**OBJECTIVE**
Recast the records below as a two-column CSV with the columns prompt_text and answer, one row for each line that asks for points. Put that line in prompt_text and its points in answer, each as one quoted field with line breaks replaced by spaces, and leave the pictures out.

/---

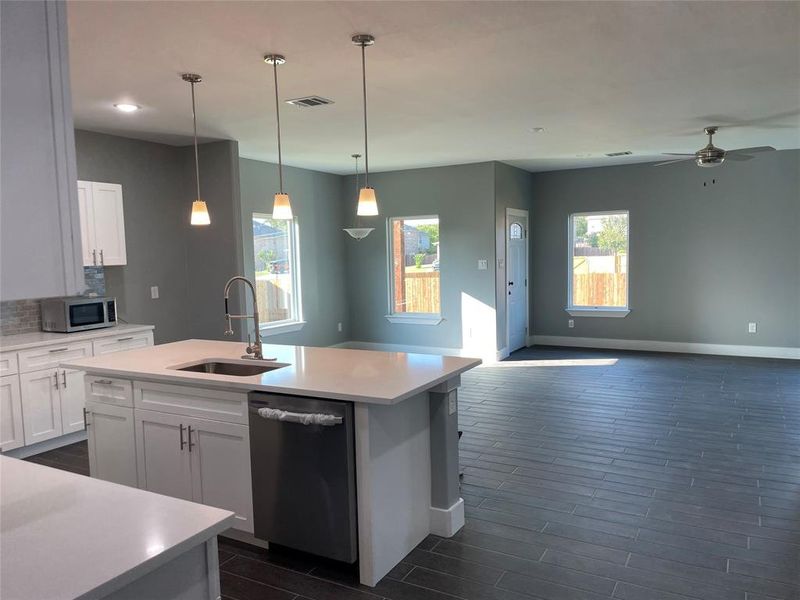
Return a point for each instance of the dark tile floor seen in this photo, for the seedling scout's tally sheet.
(589, 475)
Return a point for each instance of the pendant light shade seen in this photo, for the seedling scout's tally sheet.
(281, 206)
(367, 200)
(200, 214)
(359, 233)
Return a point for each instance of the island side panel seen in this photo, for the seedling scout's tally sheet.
(393, 483)
(447, 508)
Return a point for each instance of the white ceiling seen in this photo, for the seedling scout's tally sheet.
(449, 82)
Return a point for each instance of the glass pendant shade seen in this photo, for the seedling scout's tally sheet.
(200, 214)
(367, 202)
(281, 208)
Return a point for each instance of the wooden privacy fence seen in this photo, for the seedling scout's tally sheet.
(273, 300)
(599, 289)
(422, 291)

\---

**REPLY TO THE EXERCISE**
prompt_text,answer
"Return a point for each instance of the dark tile floor seen in this photo, for the seedling scout's tally sheet.","(589, 475)"
"Return a point for each instance of the pendant light shade seen in this photo, for the seedling scout's tally sheet.","(281, 206) (367, 200) (200, 214) (359, 233)"
"Return a point for each instance of the island side panel seen in this photo, for the seedling scout's tally sheet.","(393, 483) (447, 508)"
"Return a point for each instance of the white ceiling seen in this photo, for the seedling scout's tally sheet.","(449, 82)"
"Return a point for each instance of the glass pendant shade seen in this photo, for the seedling scout's tally sheet.","(200, 214) (367, 202) (281, 208)"
"Return a point for each instance of the wooden privacy fence seen in this photo, for the seedling scout's tally sheet.","(273, 300) (599, 289) (422, 291)"